What the exercise asks -
Below are entries to return in full. Keep each one exact.
**** Listed records ****
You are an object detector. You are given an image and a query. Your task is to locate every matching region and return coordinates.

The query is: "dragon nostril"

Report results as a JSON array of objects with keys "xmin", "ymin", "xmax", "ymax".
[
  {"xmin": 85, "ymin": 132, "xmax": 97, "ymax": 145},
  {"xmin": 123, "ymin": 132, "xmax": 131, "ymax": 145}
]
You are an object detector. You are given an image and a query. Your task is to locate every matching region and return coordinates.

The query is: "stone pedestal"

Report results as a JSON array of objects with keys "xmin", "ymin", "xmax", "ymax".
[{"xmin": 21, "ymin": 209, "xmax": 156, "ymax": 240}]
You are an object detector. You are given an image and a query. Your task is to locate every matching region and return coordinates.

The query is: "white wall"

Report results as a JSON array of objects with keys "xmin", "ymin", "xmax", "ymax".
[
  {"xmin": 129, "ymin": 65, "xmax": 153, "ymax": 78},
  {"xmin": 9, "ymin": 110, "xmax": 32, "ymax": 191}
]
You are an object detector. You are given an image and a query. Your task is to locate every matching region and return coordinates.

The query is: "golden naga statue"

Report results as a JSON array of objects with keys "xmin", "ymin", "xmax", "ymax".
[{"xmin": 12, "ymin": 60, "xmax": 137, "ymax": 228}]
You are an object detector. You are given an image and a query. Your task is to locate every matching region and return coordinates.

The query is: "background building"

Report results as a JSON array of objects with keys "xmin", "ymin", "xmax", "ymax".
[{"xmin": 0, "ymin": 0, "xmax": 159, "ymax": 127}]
****
Solution -
You are an object detector. You are given an image and a query. Your task is to locate every matching region and return coordinates.

The query is: "dragon nostril"

Report results as a JSON array of objects with keys "xmin", "ymin", "xmax", "ymax".
[
  {"xmin": 85, "ymin": 132, "xmax": 97, "ymax": 145},
  {"xmin": 123, "ymin": 132, "xmax": 131, "ymax": 145}
]
You are an object detector. You are given an image and a query. Your task is to locate every matching region and return coordinates.

The query is: "stone pedestal"

Report results as a JSON array of objects with keys "xmin", "ymin", "xmax", "ymax".
[{"xmin": 21, "ymin": 209, "xmax": 156, "ymax": 240}]
You are an object detector. You are given an image and a query. Your task is to locate every matching region and return coordinates.

The query is: "white wall"

Report results as a JSON array of objects with keys "xmin", "ymin", "xmax", "ymax".
[
  {"xmin": 129, "ymin": 65, "xmax": 153, "ymax": 78},
  {"xmin": 9, "ymin": 110, "xmax": 32, "ymax": 191}
]
You are an object detector. You are given an image and a query. Your task is to locate every matching region and return coordinates.

The query is: "golden naga statue"

Report results as a JSON array of objects with keys "xmin", "ymin", "xmax", "ymax".
[{"xmin": 12, "ymin": 60, "xmax": 137, "ymax": 228}]
You are an object detector. You are given an image and a query. Your task is to locate every matching region and return coordinates.

The query is: "background building"

Report results as a JSON array of objects with keys "xmin", "ymin", "xmax", "ymax".
[{"xmin": 0, "ymin": 0, "xmax": 159, "ymax": 127}]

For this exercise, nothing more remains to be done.